### Directions for this task
Transcribe the entries, keeping every character the same.

### Data
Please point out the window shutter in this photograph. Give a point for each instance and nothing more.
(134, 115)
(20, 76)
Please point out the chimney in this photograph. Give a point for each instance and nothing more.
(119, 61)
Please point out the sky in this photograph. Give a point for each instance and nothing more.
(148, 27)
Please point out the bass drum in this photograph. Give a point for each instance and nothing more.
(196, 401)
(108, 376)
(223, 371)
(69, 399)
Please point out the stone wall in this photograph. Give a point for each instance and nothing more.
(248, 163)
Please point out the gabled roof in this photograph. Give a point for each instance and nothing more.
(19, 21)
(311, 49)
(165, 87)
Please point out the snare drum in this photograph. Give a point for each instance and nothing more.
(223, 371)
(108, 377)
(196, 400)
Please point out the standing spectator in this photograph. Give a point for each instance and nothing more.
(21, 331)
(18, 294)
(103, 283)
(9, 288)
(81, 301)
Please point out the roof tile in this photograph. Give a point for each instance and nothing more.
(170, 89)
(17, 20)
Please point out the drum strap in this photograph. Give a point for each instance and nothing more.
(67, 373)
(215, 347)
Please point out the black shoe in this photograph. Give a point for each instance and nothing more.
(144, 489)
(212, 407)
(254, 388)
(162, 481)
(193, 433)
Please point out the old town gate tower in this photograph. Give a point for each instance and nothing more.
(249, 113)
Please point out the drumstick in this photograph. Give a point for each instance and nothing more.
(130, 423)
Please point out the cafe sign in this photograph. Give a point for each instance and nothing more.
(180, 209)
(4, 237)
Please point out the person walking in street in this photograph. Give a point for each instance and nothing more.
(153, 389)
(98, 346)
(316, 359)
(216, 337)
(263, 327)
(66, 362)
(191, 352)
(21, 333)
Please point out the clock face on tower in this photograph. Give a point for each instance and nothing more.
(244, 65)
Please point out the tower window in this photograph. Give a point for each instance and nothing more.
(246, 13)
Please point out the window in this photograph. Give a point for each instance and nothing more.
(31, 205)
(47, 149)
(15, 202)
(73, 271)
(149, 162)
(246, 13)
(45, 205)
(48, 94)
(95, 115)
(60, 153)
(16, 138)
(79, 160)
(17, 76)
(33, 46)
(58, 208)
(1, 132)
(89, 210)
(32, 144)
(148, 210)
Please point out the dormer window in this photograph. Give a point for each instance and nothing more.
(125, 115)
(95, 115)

### Response
Please point out the window shutter in this photograph. Give a point for each instance and nothing more.
(134, 115)
(20, 76)
Please point out the chimney in this photograph. Give a point for each instance and nothing more.
(119, 61)
Please point out the sky in this photograph. Give a point for each instance and nothing more.
(148, 27)
Please point out the bass drum in this photograph. Give a point for each instance and nothing more.
(196, 401)
(108, 376)
(223, 371)
(69, 399)
Please point out the stone wall in this photograph. Give a point for each instance and nothing more.
(248, 163)
Please point out the gabled roof in this photograph. Give a point for each instance and nothing more.
(19, 21)
(311, 49)
(165, 87)
Please point out the snare drum in this photograph. Give a point for each instance and nothing more.
(223, 371)
(108, 377)
(196, 400)
Please point out the standing spectator in this photograph. Give a point for each instance and nothing more.
(21, 331)
(18, 294)
(103, 283)
(9, 288)
(81, 301)
Please point out the roof tile in this photograph. Give a point for each instance and nothing more.
(170, 89)
(17, 20)
Please point out the drum strap in this photograph. Give a point for each instance and nothing more.
(67, 373)
(215, 347)
Please point out the black shoe in this photograph. Give a point for each instance and nothing more.
(144, 489)
(212, 407)
(254, 388)
(162, 481)
(193, 433)
Please point out the old town gate tower in this photograph. Give a point for each instance and nothing more.
(249, 113)
Please point out the drumstick in this photograph. Give a point for each instance and nothing more.
(130, 423)
Please point out the cafe sign in this photograph. Give a point for each instance and nothing more.
(180, 209)
(4, 237)
Please point out the person walking in street in this photograph. Give a point for each instance and nothing more.
(153, 389)
(98, 346)
(316, 359)
(216, 337)
(263, 327)
(66, 362)
(191, 352)
(21, 333)
Please point out the clock face on tower in this photograph. Give a point for each instance and nothing more.
(244, 65)
Please point out the tower window in this photograph. Give a point for each instance and nothing more.
(246, 13)
Please point out the window in this photograph. Give a point for each instance and nothing more.
(31, 205)
(47, 149)
(15, 202)
(73, 271)
(149, 162)
(246, 13)
(45, 205)
(48, 94)
(95, 115)
(60, 153)
(16, 138)
(79, 160)
(17, 76)
(33, 46)
(58, 208)
(1, 132)
(89, 210)
(32, 144)
(148, 210)
Please point out the dormer window in this photograph. Give a point for each instance and nothing more.
(125, 115)
(95, 115)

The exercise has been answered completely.